WHAT THE EXERCISE ASKS :: Can you reproduce the material below word for word, leaving out the pictures?

···

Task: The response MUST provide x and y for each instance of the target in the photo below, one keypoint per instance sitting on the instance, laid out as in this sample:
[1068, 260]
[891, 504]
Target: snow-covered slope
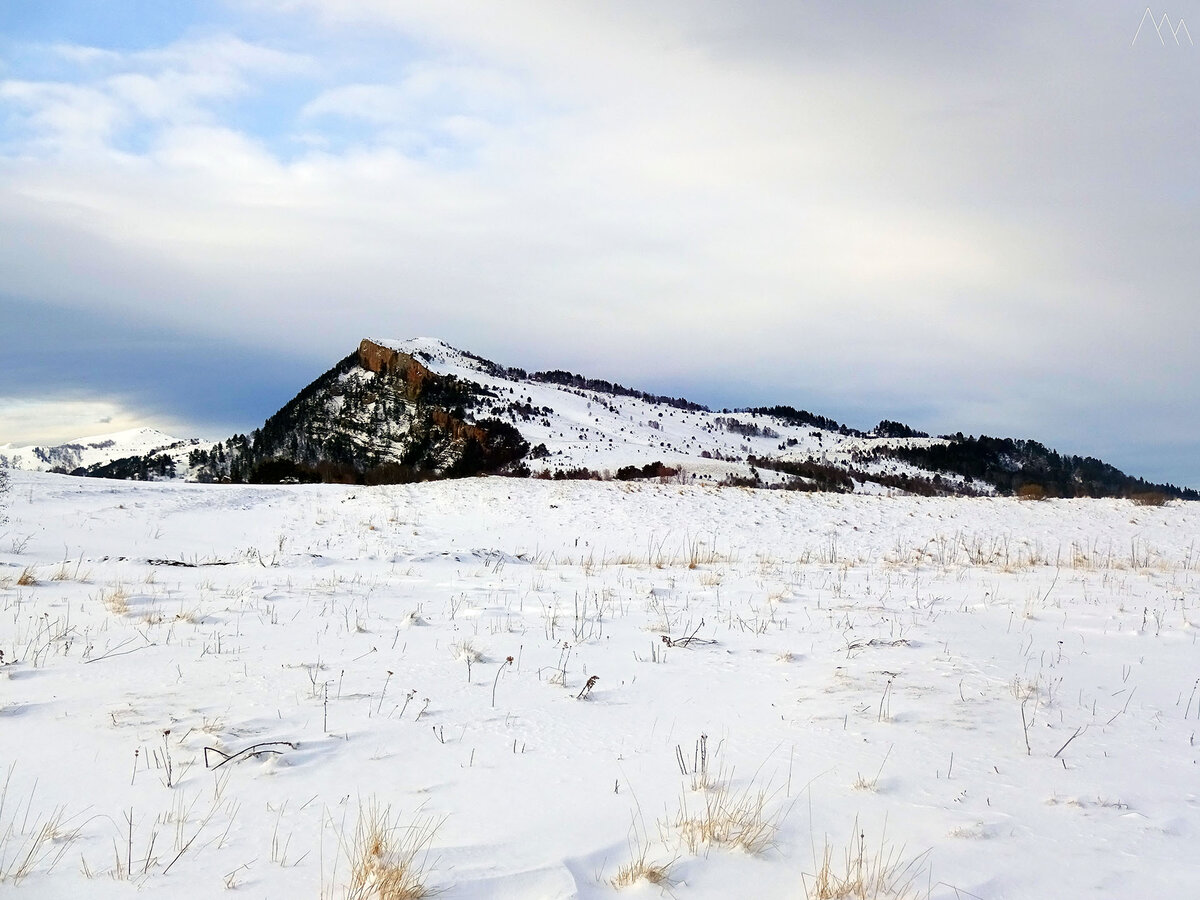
[97, 450]
[604, 431]
[205, 689]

···

OUTPUT FOR THIS EXERCISE ::
Task: The response MUST provide x and y for each instance of the target in the photo below, one keypoint per instance sitting on the instance, laid out as in this sample:
[1068, 260]
[891, 504]
Target: snow-covered slope
[97, 450]
[604, 431]
[205, 689]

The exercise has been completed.